** Do this **
Quote every one of the lines below word for word, but leave the pictures out.

··· Supplied data ···

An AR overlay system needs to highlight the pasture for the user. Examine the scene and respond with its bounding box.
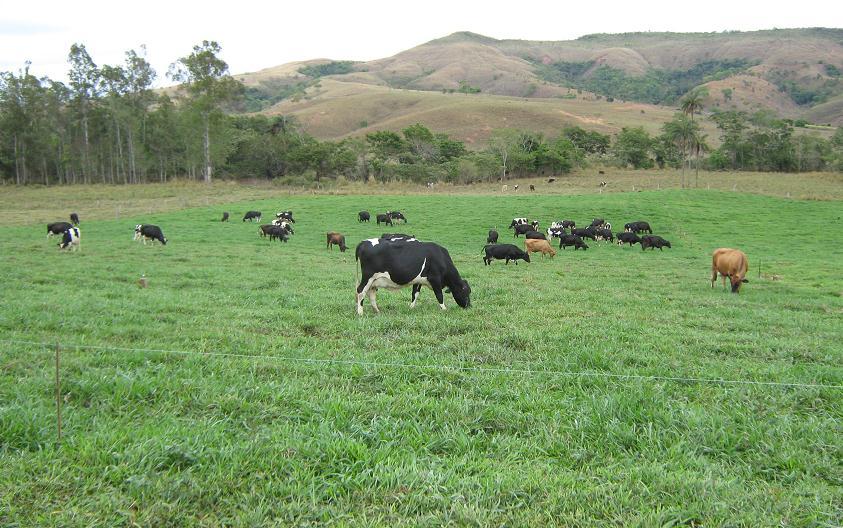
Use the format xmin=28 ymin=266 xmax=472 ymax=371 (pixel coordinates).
xmin=0 ymin=185 xmax=843 ymax=526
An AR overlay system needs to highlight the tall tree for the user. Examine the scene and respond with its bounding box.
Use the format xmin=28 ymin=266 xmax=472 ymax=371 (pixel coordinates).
xmin=169 ymin=40 xmax=240 ymax=183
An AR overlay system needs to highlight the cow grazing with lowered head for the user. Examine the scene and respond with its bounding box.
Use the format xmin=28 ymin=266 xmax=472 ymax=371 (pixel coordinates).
xmin=483 ymin=244 xmax=530 ymax=266
xmin=354 ymin=238 xmax=471 ymax=315
xmin=641 ymin=235 xmax=671 ymax=251
xmin=47 ymin=222 xmax=73 ymax=239
xmin=711 ymin=248 xmax=749 ymax=293
xmin=524 ymin=238 xmax=556 ymax=258
xmin=59 ymin=227 xmax=82 ymax=251
xmin=559 ymin=235 xmax=588 ymax=251
xmin=327 ymin=231 xmax=347 ymax=253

···

** Exercise result **
An AR overlay system needs to highlight the pasture for the user. Examine the scene and respond with its bounding box.
Use the format xmin=28 ymin=266 xmax=472 ymax=371 (pixel coordinates).
xmin=0 ymin=185 xmax=843 ymax=526
An AR overlay system needs to highlight the tall tree for the user. Examine the scene and respond with its bounding box.
Use the format xmin=28 ymin=266 xmax=472 ymax=371 (pixel coordinates).
xmin=169 ymin=40 xmax=240 ymax=183
An AR overlay system needs to highlight the cow grazing with lowered head for the user. Examine the scene and respond with its bounding box.
Use the format xmin=28 ymin=266 xmax=472 ymax=371 (pixel coordinates).
xmin=483 ymin=244 xmax=530 ymax=266
xmin=354 ymin=238 xmax=471 ymax=315
xmin=641 ymin=235 xmax=671 ymax=251
xmin=47 ymin=222 xmax=73 ymax=239
xmin=711 ymin=248 xmax=749 ymax=293
xmin=524 ymin=238 xmax=556 ymax=258
xmin=59 ymin=227 xmax=82 ymax=251
xmin=559 ymin=235 xmax=588 ymax=251
xmin=327 ymin=231 xmax=347 ymax=253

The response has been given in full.